* **Фрагмент для чтения**:
#####

Страница 22 из 56
Рядом с Тарусой (вниз по Оке) стояла усадьба художника В. Д. Поленова. Полдень, уже, значит, и в жилых покоях Поленова я побродил, а у Казакова не был даже в ограде. Катер доставил меня в Тарусу. Наконец‑то Казаков приехал из леса на мотоцикле. Почему он не похож? «Автор нежных дымчатых рассказов» должен бы чем‑то смахивать на Есенина. Но он добродушногрубоватый, рослый, тяжелый, как штангист. Он был молод, еще не женат, в той первой славе, которая никогда уже так не звенит. Все, кажется, украшалось приличием этой славы: и лысина, и даже заикание. Мне же и кудри ни к чему. Казаков щедро выручал меня: много говорил, все как‑то между прочим вставляя в истории имена известных писателей. Он месяц назад путешествовал по Северу с Е. Евтушенко, тогда гремевшим, и Г. Семеновым. Я сказал Юрию Павловичу, как искал его, подходил к дому К. Г. Паустовского; испугала бумажка на заборе: «Константин Георгиевич болен и никого не принимает».
— Это жена защищает его. От поклонников. Старик в Москве. Мы были у него недавно с Евтушенко.
Опять как‑то между прочим сказал: были, сидели, Паустовский их провожал. К 100–летию А. П. Чехова Паустовский поместил в «Литературной газете» коротенькие «Заметки на папиросной коробке» — я их выучил назубок! Я из‑за Паустовского ссорился с другом детства. «Может, это и хорошо, — сказал мне нынче в Коктебеле писатель — москвич, с университетской скамьи видевший и слышавший «всех великих» и тогда уже судивший их весьма строго. — Детская святость перед искусством умчалась от меня рано. Я ко всему привык. Таруса, кхм! Я жил в Тарусе еще летом 56–го (!) года. Паустовский, закутанный в одеяло, ворчал что‑то и ничего не проронил такого, чтобы запомнилось. А ты прошел через преувеличения, идеализм. Наверное, это хорошо. Что было, то было.
В тот день я много интересного услышал от Казакова. История создания рассказа «Адам и Ева» была мне наукой. Как все, оказывается, интимно! Можно ждать приезда женщины и от тоски написать шедевр «Осень в дубовых лесах», сходить на охоту с друзьями — и другой шедевр: что‑то о себе и о нас. Осенью 1962 года по пути из Одессы на пароходе «Петр Великий» прочитал в «Огоньке» рассказ «Плачу и рыдаю», вышел на боковую палубу, постоял, глядя на горизонт, отсекавший незнакомые мне географические проливы близ Турции, на тяжелую синюю воду внизу, и пробормотал слова героя рассказа: «Плачу и рыдаю егда есть жизнь…» Какой же он, Казаков? Чудеса: сижу с ним в Тарусе, он несет из кладовки тарелку огурцов собственного засола и предлагает мне: «Угощайтесь…» Еще не понимаю, что здесь начинается наша дружба. Через несколько дней мы опять встретимся в Доме литераторов в Москве. «Знакомьтесь, — представлял он меня братцам — писателям, — скоро прочитаете его рассказы…»

#####

* **Список заданий**:
**A)** Представьте отрезок листинга от строки, содержащей «(59,113) (no space after the comma).», до последней строки листинга включительно в виде JSON-списка строк: каждой строке листинга соответствует одна строка списка, пустые строки пропустите.
**B)** Допишите следующую часть воспоминаний о Юрии Казакове, начав сразу после последней фразы фрагмента.

* **Представленные данные**:
#####

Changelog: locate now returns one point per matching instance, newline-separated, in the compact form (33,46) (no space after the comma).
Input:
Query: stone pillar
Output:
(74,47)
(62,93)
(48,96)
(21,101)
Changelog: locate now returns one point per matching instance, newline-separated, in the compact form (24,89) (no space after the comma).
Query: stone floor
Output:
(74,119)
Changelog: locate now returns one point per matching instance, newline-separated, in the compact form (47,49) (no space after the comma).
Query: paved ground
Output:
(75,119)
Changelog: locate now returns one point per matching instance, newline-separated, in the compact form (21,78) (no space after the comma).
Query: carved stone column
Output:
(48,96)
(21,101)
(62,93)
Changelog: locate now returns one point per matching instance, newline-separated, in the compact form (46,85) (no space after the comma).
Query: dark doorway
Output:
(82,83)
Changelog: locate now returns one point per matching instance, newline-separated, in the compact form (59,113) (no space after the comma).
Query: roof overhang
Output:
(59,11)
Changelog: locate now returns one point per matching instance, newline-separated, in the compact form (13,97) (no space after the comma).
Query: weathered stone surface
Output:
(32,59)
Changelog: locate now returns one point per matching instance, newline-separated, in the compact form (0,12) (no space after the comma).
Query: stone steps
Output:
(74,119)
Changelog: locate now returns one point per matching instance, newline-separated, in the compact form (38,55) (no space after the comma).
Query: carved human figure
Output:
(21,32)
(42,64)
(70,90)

#####

* **Ответы к заданиям**:
**A)**
[
  "Changelog: locate now returns one point per matching instance, newline-separated, in the compact form (59,113) (no space after the comma).",
  "Query: roof overhang",
  "Output:",
  "(59,11)",
  "Changelog: locate now returns one point per matching instance, newline-separated, in the compact form (13,97) (no space after the comma).",
  "Query: weathered stone surface",
  "Output:",
  "(32,59)",
  "Changelog: locate now returns one point per matching instance, newline-separated, in the compact form (0,12) (no space after the comma).",
  "Query: stone steps",
  "Output:",
  "(74,119)",
  "Changelog: locate now returns one point per matching instance, newline-separated, in the compact form (38,55) (no space after the comma).",
  "Query: carved human figure",
  "Output:",
  "(21,32)",
  "(42,64)",
  "(70,90)"
]

**B)**
Дома я ждал от него известий.
«…Дела у нас с вами пока грустные. Молодогвардейцы, так и не решились взять ваши рассказы. Я забрал их оттуда (пока первые три) и тут же отдал в «Новый мир». Там, во всяком случае, будет скорый ответ. Даже если и отказ, то скорый…
Как вы поживаете? Есть ли что‑нибудь новенького? Я бы не хотел, чтобы разные оттяжки и задержки с первыми рассказами охладили в вас желание работать. О первых рассказах забудьте и пишите каждый новый, будто предыдущих не было… Сентябрь, 1963. Москва».
Если бы Казаков не отнес рассказы в «Новый мир», — часто думал я и думаю теперь, — иначе бы сложилась моя судьба, и, возможно, я вообще не стал бы писателем. Литература бы ничего не потеряла, а моя профессиональная участь была бы печальней. Мне очень повезло! — вот что я повторяю все двадцать лет.
Пока же я выпускал под Анапой школьную стенгазету.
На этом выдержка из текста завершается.